| PROBLEM DESCRIPTION |
Lines from the top of the listing down to the one with "object | tree canopy", inclusive, are to be copied exactly.

--- DATASET EXTRACT Enclosed Below ---

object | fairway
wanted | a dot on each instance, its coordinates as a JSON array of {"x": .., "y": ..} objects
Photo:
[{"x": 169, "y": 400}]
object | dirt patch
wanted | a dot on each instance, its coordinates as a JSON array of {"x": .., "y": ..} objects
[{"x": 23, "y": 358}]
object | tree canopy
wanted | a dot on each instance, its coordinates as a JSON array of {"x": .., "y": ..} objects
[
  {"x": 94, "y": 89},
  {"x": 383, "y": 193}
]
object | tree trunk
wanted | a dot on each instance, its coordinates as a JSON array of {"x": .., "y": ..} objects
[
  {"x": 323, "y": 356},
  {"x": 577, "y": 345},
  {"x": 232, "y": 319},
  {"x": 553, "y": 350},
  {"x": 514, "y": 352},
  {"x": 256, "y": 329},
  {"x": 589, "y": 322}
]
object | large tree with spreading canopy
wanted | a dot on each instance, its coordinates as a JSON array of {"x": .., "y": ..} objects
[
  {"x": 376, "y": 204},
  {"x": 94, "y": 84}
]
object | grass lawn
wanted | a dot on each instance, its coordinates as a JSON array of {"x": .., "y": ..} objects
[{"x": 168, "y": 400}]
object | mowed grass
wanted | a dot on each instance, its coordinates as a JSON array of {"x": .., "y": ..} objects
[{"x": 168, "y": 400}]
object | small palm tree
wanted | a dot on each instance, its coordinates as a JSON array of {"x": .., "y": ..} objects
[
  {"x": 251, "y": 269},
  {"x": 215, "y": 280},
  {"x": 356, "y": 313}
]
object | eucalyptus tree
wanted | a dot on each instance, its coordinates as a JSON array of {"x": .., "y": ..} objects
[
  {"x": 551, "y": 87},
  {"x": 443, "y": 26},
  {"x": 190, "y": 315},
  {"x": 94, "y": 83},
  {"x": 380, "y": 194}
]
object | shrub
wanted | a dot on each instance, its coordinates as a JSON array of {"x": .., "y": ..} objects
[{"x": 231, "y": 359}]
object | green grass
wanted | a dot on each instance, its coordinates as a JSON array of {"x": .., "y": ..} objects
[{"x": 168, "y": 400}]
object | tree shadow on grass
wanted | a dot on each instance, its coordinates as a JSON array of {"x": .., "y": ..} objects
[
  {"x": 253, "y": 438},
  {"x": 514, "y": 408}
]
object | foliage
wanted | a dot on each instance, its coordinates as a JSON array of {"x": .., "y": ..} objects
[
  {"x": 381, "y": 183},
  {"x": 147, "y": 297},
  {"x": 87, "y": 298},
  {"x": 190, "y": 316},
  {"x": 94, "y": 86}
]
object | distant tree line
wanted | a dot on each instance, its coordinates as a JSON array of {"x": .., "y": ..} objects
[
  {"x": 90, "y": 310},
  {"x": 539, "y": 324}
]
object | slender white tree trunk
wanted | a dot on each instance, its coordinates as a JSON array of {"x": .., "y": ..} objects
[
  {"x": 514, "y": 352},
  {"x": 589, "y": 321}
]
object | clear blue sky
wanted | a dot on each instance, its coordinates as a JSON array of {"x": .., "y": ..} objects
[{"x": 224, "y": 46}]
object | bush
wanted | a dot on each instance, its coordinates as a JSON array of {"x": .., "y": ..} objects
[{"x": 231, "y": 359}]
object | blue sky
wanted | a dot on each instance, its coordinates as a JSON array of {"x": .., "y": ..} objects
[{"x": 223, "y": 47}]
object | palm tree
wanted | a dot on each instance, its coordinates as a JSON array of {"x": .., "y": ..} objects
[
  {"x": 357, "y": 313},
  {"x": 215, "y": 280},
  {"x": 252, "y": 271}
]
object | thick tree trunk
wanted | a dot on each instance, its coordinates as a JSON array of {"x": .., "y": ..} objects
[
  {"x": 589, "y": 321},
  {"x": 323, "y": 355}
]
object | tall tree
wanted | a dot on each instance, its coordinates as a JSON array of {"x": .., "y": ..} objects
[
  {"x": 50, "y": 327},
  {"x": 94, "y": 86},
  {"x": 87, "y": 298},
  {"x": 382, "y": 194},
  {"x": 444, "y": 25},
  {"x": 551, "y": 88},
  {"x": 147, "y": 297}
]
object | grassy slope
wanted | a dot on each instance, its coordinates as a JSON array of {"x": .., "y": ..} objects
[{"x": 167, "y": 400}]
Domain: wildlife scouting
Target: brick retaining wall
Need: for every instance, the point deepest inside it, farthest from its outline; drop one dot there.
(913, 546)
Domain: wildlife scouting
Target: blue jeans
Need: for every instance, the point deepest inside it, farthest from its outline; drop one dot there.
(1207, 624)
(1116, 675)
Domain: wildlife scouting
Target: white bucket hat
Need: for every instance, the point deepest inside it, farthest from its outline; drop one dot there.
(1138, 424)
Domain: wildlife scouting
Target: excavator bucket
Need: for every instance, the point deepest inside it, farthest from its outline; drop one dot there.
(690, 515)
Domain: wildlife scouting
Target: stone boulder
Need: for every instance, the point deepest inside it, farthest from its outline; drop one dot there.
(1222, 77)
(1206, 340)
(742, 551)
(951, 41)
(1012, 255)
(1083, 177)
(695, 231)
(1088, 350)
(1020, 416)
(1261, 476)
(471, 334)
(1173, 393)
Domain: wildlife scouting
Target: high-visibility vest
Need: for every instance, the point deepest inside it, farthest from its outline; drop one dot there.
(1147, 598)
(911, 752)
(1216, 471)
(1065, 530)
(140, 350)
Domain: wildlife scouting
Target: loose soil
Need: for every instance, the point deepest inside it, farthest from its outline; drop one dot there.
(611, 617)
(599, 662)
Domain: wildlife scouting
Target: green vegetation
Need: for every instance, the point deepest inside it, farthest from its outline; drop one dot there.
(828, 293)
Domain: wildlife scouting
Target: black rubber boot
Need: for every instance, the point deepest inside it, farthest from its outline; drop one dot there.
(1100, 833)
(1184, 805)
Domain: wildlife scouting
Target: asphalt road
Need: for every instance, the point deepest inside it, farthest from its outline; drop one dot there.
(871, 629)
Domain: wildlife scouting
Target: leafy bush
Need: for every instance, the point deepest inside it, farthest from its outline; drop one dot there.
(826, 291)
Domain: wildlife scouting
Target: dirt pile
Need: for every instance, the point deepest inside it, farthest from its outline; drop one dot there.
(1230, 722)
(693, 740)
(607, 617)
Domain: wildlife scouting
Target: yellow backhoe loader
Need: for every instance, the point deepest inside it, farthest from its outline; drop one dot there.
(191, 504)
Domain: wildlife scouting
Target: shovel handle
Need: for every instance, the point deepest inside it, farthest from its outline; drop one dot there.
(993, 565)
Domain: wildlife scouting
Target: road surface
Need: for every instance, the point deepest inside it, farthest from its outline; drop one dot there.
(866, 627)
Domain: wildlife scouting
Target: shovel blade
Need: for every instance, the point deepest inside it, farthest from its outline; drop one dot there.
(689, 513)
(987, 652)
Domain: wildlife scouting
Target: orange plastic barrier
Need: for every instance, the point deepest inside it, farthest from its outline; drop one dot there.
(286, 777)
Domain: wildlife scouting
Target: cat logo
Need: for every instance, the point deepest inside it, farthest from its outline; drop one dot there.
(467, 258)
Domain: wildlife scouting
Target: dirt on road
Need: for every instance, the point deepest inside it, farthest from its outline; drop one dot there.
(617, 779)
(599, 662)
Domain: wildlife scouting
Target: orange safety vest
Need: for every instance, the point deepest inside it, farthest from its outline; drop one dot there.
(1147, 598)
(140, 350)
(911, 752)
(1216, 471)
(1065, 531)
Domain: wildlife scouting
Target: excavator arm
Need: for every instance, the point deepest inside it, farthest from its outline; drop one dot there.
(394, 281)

--- End of Enclosed DATASET EXTRACT ---

| WRITTEN RESPONSE |
object | fairway
wanted | a dot on each instance, its coordinates as a JSON array of {"x": .., "y": ..} objects
Photo:
[{"x": 169, "y": 400}]
object | dirt patch
wanted | a dot on each instance, its coordinates as a JSON array of {"x": .., "y": ..} objects
[{"x": 23, "y": 358}]
object | tree canopy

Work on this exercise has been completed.